Re: enable_incremental_sort changes query behavior

James Coleman Sat, 03 Oct 2020 07:51:03 -0700

On Fri, Oct 2, 2020 at 11:16 PM James Coleman <jtc...@gmail.com> wrote:
>
> On Fri, Oct 2, 2020 at 7:07 PM James Coleman <jtc...@gmail.com> wrote:
> >
> > On Fri, Oct 2, 2020 at 6:28 PM Tomas Vondra
> > <tomas.von...@2ndquadrant.com> wrote:
> > >
> > > On Fri, Oct 02, 2020 at 05:45:52PM -0400, James Coleman wrote:
> > > >On Fri, Oct 2, 2020 at 4:56 PM Tomas Vondra
> > > ><tomas.von...@2ndquadrant.com> wrote:
> > > >>
> > > >> ...
> > > >>
> > > >> More importanly, it does not actually fix the issue - it does fix that
> > > >> particular query, but just replacing the DISTINCT with either ORDER BY
> > > >> or GROUP BY make it fail again :-(
> > > >>
> > > >> Attached is a simple script I used, demonstrating these issues for the
> > > >> three cases that expect to have ressortgroupref != 0 (per the comment
> > > >> before TargetEntry in plannodes.h).
> > > >
> > > >So does checking for volatile expressions (if you happened to test
> > > >that) solve all the cases? If you haven't tested that yet, I can try
> > > >to do that this evening.
> > > >
> > >
> > > Yes, it does fix all the three queries in the SQL script.
> > >
> > > The question however is whether this is the root issue, and whether it's
> > > the right way to fix it. For example - volatility is not the only reason
> > > that may block qual pushdown. If you look at qual_is_pushdown_safe, it
> > > also blocks pushdown of leaky functions in security_barrier views. So I
> > > wonder if that could cause failures too, somehow. But I haven't managed
> > > to create such example.
> >
> > I was about to say that the issue here is slightly different from qual
> > etc. pushdown, since we're not concerned about quals here, and so I
> > wonder where we determine what target list entries to put in a given
> > scan path, but then I realized that implies (maybe!) a simpler
> > solution. Instead of duplicating checks on target list entries would
> > be safe, why not check directly in get_useful_pathkeys_for_relation()

Stated problem A:
In the listing below, swap every "spot" for "locate" and write its lines out again with nothing else altered.

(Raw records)
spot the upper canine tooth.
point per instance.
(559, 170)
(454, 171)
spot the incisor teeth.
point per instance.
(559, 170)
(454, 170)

Stated problem B:
Carry on the mailing-list message about enable_incremental_sort from the point where it stops.

Task response A:
locate the upper canine tooth.
point per instance.
(559, 170)
(454, 171)
locate the incisor teeth.
point per instance.
(559, 170)
(454, 170)

Task response B:
> > whether or not the pathkey has a target list entry?
> >
> > I haven't been able to try that out yet, and so maybe I'm missing
> > something, but I need to step out for a bit, so I'll have to look at
> > it later.
>
> I've started poking at this, but haven't yet found a workable
> solution. See the attached patch which "solves" the problem by
> breaking putting the sort under the gather merge, but it at least
> demonstrates conceptually what I think we're interested in doing.
>
> The issue currently is that the comparison of expressions fails -- in
> our query, the first column selected shows up as a Var (with the same
> contents) but is a different pointer in the em_expr and the reltarget
> exprs list. I don't yet see a good way to get the equivalence class
> for a PathTarget entry.


Hmm, I think I was looking to do is the attached patch. I didn't
realize until I did a lot of reading through source that we have an
equal() function that can compare exprs. That (plus the realization in
[1] the originally reported backtrace wasn't where the error actually
came from) convinced me that what we need is to confirm not only that
the all of the vars in the ec member come from the relids in the rel
but also that the expr is actually represented in the target of the
rel.

With the gucs changed as I mentioned earlier both of the plans (with
and without a volatile call in the 2nd select entry) now look like:

 Unique
   ->  Gather Merge
         Workers Planned: 2
         ->  Sort
               Sort Key: ref_0.i, (md5(ref_0.t))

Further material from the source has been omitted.